**WHAT YOU NEED TO DO:** Reproduce the lines of the records below verbatim, from the line containing "Draw the outline of every instance of the white" through the line containing "M104 6L117 8L132", including both of those lines.

**INFORMATION SUPPLIED:**
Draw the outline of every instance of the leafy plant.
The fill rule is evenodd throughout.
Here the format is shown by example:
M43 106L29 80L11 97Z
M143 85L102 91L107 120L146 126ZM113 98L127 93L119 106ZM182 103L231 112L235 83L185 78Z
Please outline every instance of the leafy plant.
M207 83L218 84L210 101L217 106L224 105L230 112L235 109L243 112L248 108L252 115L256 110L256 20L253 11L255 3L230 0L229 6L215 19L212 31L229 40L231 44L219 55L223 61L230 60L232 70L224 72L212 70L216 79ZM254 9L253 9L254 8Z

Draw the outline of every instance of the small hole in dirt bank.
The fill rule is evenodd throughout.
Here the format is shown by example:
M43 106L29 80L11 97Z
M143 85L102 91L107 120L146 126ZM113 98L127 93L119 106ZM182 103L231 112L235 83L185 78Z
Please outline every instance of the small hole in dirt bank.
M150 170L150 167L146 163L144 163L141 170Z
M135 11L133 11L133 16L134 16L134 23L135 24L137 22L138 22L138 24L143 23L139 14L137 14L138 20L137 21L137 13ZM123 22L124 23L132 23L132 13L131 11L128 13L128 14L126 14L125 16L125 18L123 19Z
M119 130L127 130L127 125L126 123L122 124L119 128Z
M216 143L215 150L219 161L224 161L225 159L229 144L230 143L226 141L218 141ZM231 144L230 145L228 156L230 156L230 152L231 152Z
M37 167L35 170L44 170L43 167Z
--
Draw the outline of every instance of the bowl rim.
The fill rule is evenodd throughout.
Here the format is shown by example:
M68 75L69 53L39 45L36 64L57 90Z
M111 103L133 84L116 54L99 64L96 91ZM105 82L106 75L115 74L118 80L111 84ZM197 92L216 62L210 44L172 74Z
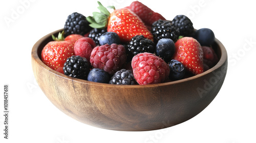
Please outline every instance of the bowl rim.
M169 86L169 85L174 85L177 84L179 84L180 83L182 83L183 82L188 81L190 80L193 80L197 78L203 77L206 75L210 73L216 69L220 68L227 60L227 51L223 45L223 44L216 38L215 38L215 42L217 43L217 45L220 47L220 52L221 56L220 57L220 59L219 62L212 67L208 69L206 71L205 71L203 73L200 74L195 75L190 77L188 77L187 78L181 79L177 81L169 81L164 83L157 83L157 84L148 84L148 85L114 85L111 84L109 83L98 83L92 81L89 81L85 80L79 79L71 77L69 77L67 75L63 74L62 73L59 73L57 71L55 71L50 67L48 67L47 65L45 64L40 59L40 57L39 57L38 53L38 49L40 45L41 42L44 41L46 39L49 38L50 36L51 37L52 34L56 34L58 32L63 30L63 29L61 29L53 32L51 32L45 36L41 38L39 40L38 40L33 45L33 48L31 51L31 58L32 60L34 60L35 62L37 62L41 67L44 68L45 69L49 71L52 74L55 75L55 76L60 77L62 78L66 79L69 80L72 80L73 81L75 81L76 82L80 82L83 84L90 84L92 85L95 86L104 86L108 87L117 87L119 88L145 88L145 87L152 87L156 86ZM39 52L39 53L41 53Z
...
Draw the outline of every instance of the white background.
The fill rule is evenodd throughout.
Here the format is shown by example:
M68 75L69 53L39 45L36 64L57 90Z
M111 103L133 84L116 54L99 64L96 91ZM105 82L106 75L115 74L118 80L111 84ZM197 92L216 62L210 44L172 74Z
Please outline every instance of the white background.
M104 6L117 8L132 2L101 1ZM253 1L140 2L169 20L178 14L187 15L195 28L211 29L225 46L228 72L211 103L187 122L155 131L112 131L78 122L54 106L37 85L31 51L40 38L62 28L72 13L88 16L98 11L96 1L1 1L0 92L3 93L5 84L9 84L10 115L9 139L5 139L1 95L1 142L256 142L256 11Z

**THE ANSWER:**
Draw the outline of every instance of the white background.
The fill rule is evenodd throughout.
Here the format is shown by example:
M68 75L69 53L39 45L36 64L57 90Z
M111 103L133 84L116 54L99 64L96 91ZM105 82L106 75L115 74L118 80L111 84ZM197 92L216 62L210 44L172 74Z
Please outline every instance of the white background.
M104 6L117 8L132 2L101 1ZM253 1L140 2L169 20L178 14L187 15L195 28L211 29L225 46L228 72L211 103L187 122L155 131L112 131L78 122L54 106L37 85L31 51L40 38L62 28L72 13L88 16L98 11L96 1L1 1L0 92L3 93L5 84L9 84L10 115L9 139L5 139L1 95L1 142L256 142L256 11Z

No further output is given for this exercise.